● What to work on
How many of the lines below contain the string "stool", with case counting? Reply with the number alone.

● Source data

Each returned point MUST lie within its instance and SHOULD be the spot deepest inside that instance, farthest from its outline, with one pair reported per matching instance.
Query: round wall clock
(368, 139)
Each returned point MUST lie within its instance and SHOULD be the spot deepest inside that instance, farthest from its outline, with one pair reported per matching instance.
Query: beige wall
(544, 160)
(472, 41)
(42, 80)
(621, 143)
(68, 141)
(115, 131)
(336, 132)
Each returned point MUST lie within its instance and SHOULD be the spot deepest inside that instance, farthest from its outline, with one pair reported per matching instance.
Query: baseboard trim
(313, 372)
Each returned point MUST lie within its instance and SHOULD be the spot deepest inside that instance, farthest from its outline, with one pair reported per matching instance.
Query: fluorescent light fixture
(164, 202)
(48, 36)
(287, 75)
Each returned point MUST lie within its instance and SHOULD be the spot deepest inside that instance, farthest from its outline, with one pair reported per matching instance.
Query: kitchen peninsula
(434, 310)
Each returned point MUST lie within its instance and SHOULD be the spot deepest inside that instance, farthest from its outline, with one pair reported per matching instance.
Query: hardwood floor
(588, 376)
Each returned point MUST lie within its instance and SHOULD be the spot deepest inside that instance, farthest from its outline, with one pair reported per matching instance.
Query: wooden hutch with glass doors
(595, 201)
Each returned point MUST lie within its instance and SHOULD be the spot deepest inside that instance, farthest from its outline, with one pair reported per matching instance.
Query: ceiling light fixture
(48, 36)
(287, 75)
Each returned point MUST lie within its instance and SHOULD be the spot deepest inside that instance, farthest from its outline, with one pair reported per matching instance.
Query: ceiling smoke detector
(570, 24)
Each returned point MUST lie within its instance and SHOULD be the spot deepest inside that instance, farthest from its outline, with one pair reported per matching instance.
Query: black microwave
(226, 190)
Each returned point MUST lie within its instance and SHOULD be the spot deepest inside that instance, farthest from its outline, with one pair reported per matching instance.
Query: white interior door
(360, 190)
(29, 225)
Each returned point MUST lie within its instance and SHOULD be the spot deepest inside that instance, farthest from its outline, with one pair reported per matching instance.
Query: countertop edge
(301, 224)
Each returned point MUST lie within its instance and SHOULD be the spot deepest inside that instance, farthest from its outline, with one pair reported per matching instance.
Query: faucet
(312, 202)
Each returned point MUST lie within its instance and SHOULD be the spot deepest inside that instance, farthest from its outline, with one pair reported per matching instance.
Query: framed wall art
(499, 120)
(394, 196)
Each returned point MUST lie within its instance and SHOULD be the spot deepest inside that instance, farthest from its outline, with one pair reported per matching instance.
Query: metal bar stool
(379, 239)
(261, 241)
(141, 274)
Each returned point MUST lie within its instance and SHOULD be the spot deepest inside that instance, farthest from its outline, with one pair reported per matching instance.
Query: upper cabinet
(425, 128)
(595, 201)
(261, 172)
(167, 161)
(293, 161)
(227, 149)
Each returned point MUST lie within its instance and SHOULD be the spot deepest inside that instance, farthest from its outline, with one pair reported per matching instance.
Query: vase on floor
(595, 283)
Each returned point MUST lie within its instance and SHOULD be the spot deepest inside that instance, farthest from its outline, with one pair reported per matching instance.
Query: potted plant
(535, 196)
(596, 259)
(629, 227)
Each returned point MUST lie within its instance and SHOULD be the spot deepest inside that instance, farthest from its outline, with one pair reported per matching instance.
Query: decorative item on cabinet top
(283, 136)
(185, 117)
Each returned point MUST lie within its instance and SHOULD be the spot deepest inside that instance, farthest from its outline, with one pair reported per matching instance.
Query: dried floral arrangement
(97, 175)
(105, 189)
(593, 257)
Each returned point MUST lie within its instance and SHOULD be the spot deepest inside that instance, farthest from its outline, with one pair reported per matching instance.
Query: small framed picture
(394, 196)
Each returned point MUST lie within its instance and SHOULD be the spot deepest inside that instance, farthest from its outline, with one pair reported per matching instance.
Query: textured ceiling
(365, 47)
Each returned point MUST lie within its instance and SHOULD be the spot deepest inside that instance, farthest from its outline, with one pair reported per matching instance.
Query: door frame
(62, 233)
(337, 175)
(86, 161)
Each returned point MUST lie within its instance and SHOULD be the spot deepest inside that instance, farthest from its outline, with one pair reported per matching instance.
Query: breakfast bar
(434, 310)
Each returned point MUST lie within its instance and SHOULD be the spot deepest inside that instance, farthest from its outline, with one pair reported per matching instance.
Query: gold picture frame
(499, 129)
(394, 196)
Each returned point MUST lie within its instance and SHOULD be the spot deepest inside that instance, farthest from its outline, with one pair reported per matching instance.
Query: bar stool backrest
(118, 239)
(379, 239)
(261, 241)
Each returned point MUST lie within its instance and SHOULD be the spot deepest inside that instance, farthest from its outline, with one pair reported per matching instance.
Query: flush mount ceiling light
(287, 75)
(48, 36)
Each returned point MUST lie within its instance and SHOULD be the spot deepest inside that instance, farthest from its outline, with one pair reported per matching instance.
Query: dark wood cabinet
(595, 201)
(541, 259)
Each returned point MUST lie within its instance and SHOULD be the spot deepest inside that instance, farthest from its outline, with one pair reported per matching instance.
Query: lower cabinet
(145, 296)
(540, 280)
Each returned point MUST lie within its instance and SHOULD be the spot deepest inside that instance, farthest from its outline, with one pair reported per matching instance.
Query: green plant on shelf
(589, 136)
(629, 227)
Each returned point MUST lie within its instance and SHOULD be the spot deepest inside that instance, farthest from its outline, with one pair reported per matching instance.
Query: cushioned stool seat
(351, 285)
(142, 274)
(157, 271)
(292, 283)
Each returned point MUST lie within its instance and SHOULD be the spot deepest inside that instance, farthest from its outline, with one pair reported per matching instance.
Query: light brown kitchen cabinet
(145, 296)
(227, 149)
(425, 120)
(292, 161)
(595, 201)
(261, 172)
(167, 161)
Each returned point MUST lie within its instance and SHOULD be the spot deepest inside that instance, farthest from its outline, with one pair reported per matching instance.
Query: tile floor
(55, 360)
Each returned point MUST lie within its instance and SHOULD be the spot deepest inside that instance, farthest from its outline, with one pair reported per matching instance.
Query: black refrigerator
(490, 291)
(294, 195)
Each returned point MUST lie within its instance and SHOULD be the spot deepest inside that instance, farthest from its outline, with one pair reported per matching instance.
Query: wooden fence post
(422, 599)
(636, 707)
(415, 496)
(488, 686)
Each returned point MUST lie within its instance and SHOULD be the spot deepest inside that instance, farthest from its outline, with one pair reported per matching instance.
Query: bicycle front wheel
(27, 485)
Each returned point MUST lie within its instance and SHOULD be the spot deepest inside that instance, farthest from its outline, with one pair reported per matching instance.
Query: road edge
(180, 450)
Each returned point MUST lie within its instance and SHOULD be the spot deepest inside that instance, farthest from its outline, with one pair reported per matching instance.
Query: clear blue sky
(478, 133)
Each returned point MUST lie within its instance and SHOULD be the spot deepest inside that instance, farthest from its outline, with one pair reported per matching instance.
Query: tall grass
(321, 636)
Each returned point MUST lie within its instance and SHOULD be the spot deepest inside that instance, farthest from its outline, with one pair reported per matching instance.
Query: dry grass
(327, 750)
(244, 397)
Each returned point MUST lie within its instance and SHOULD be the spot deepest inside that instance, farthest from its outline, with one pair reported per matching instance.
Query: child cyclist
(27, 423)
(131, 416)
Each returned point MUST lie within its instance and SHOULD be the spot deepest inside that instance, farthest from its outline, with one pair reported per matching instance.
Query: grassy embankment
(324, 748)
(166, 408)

● Solution to this task
3